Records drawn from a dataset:
****************************************
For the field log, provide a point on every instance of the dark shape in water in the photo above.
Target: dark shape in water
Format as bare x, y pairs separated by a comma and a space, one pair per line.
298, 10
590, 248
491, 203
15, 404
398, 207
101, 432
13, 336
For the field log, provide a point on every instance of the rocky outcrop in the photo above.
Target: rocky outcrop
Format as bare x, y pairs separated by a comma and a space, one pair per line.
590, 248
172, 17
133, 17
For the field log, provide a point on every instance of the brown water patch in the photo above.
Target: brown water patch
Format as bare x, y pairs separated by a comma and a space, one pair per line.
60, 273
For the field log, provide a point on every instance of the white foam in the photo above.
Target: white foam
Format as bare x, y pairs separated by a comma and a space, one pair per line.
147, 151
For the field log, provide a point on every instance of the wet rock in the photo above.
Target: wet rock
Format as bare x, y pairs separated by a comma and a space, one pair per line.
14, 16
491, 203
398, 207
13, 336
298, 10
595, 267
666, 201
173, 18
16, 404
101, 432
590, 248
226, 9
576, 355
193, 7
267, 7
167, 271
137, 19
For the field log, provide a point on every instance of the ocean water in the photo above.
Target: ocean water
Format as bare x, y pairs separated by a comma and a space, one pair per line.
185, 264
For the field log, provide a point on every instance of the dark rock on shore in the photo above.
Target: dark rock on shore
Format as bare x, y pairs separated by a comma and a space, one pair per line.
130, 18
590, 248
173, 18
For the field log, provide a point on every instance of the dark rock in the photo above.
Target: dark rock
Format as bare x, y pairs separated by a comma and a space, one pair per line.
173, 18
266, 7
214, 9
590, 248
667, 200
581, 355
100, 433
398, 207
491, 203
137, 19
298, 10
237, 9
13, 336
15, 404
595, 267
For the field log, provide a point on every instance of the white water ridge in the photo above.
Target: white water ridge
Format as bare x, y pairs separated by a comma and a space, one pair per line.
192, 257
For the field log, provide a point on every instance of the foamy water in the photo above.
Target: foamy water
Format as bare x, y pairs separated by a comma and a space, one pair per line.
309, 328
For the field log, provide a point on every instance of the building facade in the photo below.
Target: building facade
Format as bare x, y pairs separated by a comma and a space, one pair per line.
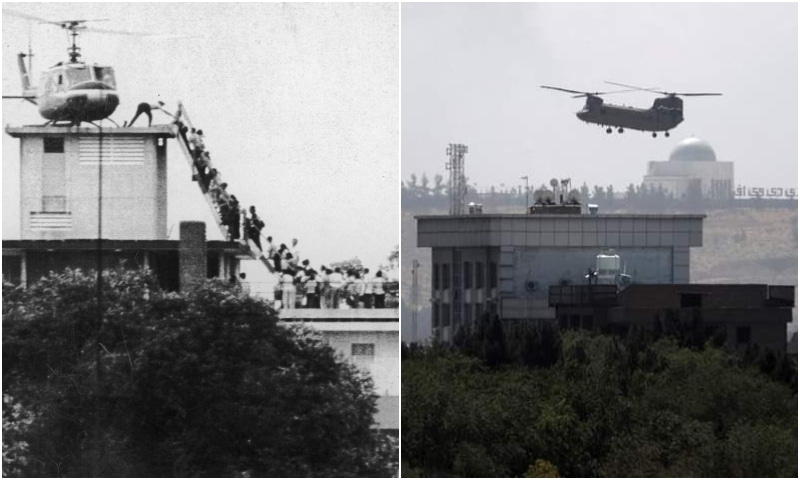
742, 314
98, 198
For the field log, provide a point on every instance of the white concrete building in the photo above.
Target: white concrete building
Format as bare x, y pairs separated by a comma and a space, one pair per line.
692, 171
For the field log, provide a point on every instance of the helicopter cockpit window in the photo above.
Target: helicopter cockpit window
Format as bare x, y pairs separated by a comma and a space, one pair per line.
105, 75
78, 75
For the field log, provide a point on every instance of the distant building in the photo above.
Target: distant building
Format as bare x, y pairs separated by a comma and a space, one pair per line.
504, 264
692, 171
591, 271
367, 337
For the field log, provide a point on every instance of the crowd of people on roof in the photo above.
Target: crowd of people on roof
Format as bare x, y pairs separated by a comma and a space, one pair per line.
230, 213
304, 287
299, 285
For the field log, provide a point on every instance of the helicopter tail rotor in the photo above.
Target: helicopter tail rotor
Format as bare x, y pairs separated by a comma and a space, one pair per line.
671, 94
579, 94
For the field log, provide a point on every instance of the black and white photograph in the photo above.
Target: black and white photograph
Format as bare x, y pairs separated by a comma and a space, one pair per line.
599, 239
201, 239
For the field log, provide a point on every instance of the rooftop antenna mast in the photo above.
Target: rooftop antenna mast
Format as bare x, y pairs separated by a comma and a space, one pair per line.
458, 182
414, 299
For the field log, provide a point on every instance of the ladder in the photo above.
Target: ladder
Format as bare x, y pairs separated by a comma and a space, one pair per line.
183, 118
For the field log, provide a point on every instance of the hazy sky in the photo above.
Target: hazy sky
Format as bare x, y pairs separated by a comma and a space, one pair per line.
471, 74
299, 104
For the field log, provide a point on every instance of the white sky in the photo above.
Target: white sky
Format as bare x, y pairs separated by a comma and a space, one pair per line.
299, 104
471, 74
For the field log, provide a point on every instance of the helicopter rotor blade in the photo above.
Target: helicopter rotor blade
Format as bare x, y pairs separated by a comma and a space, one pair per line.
697, 94
14, 13
678, 94
563, 89
634, 87
597, 94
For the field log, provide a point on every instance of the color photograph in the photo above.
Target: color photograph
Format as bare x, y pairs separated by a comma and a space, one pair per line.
599, 240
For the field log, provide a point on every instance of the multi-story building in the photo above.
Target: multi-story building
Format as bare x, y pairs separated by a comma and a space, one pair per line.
593, 271
92, 197
505, 263
98, 199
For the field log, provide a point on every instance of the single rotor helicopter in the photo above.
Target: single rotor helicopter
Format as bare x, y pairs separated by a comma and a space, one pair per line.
72, 91
665, 114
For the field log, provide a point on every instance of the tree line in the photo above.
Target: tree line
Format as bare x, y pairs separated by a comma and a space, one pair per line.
111, 376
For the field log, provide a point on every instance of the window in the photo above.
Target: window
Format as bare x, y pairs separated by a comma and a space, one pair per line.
445, 314
363, 349
742, 334
479, 275
77, 75
53, 144
54, 181
105, 75
691, 300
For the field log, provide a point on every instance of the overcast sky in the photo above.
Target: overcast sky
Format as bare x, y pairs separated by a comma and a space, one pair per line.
471, 74
299, 104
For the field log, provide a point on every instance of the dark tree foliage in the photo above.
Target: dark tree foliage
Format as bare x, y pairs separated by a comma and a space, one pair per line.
160, 384
607, 406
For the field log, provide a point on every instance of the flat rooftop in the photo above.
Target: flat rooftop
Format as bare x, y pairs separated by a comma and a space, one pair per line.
340, 315
560, 230
11, 246
164, 131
****************************************
WHAT IS NEEDED:
The lines in the entries above that carry the word "photograph" must be copied.

TASK OUTPUT:
For the field log, provide a point on every instance of the black and white photograph in the photo above.
Target: black and white photograph
For the field log, provide a point on every instance of the color photograph in the photo above.
Target: color photograph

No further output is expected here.